### EXERCISE
Rescale the items below, from the line holding "Retail shelf scan — the product we're looking for is rippled" through the line holding "left=0, top=0, right=350, bottom=31", inclusive, by writing out only those lines again, requests included. Multiply each box coordinate in the answers by 1.85 and round to whole numbers with halves going up, but keep the sample coordinates inside the requests as they are.

### DATA FOR THIS TASK
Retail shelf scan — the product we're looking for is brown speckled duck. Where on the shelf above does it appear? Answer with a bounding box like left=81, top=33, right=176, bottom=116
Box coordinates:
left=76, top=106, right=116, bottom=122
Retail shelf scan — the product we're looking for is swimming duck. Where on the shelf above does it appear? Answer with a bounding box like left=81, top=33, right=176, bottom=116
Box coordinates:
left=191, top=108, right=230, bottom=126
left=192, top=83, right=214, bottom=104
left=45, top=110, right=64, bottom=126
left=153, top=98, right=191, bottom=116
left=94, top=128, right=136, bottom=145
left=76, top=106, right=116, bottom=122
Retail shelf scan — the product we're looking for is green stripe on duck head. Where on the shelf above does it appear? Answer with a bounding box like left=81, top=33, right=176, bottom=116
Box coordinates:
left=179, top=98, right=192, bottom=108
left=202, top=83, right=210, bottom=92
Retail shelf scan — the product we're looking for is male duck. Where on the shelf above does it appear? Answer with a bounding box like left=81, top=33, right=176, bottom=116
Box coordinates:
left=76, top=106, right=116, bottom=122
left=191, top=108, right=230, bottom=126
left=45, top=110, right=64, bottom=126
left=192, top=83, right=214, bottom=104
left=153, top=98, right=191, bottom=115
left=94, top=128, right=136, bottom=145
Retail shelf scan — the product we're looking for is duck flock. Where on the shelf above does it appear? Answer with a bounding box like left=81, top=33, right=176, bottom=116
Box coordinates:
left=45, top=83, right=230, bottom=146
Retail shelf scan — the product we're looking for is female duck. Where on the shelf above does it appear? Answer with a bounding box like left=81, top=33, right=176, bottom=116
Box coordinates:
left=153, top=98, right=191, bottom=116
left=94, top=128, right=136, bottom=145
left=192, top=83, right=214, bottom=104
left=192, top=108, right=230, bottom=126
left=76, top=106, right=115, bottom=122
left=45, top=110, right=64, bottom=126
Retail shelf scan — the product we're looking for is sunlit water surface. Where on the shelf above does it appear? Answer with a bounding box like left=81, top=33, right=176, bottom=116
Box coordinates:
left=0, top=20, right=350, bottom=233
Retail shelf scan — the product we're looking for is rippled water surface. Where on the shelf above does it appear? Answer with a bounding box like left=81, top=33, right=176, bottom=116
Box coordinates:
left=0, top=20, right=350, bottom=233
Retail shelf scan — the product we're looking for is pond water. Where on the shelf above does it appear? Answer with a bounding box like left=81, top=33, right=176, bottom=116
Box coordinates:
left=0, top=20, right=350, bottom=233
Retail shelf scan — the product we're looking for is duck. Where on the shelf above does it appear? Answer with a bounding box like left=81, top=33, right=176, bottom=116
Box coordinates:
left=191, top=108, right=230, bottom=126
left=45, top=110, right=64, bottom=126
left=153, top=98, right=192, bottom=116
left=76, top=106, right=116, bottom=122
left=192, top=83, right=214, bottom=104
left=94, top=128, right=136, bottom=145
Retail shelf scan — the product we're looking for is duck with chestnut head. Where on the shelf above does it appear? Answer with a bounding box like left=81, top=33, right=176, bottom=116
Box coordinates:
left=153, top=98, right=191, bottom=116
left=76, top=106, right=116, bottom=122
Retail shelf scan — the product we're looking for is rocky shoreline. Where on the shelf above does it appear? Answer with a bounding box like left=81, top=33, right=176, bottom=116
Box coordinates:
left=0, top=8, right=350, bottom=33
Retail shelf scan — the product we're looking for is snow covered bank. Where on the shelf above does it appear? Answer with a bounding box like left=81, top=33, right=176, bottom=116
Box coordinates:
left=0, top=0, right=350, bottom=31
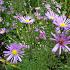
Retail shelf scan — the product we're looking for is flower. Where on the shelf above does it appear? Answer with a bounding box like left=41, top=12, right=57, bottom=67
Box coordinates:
left=23, top=16, right=35, bottom=24
left=51, top=32, right=70, bottom=55
left=14, top=15, right=35, bottom=24
left=53, top=16, right=70, bottom=30
left=45, top=10, right=58, bottom=20
left=39, top=30, right=46, bottom=40
left=0, top=0, right=4, bottom=5
left=0, top=17, right=3, bottom=22
left=3, top=43, right=27, bottom=63
left=0, top=28, right=6, bottom=34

### THE RESPONSE
Retail shelf scan — the product we're looking for is rippled water surface. Where on the shelf above does it appear? Answer with a bounding box like left=81, top=33, right=176, bottom=116
Box coordinates:
left=0, top=37, right=648, bottom=431
Retail shelf scan — the product we're looking for is pond water. Where on the shelf above does it appear? Answer with a bounding box like left=81, top=33, right=176, bottom=116
Box coordinates:
left=0, top=37, right=648, bottom=431
Retail shelf scan — the product we're looking for is duck. Where on the shelf above does it appear? Answer with a bounding box like left=81, top=33, right=176, bottom=116
Box coordinates:
left=353, top=200, right=426, bottom=233
left=83, top=204, right=118, bottom=233
left=283, top=181, right=355, bottom=215
left=141, top=196, right=215, bottom=226
left=355, top=154, right=396, bottom=192
left=174, top=237, right=252, bottom=268
Retail shelf scan — the product we're looking for is duck with chestnut head. Where on the shelf above does it appear? Answer with a bounding box like left=81, top=33, right=176, bottom=116
Box coordinates:
left=283, top=181, right=353, bottom=215
left=141, top=196, right=215, bottom=226
Retail shelf scan — the product we're looking for is rocky shoreline. Where on the shelf above does it appear? Answer with a bounding box like left=81, top=33, right=176, bottom=116
Box coordinates:
left=0, top=15, right=648, bottom=61
Retail shelf scan — the product we're looking for is snow covered bank. Where on the shelf above does it appear? Answer with a bounding box like left=81, top=33, right=176, bottom=116
Box coordinates:
left=0, top=0, right=648, bottom=57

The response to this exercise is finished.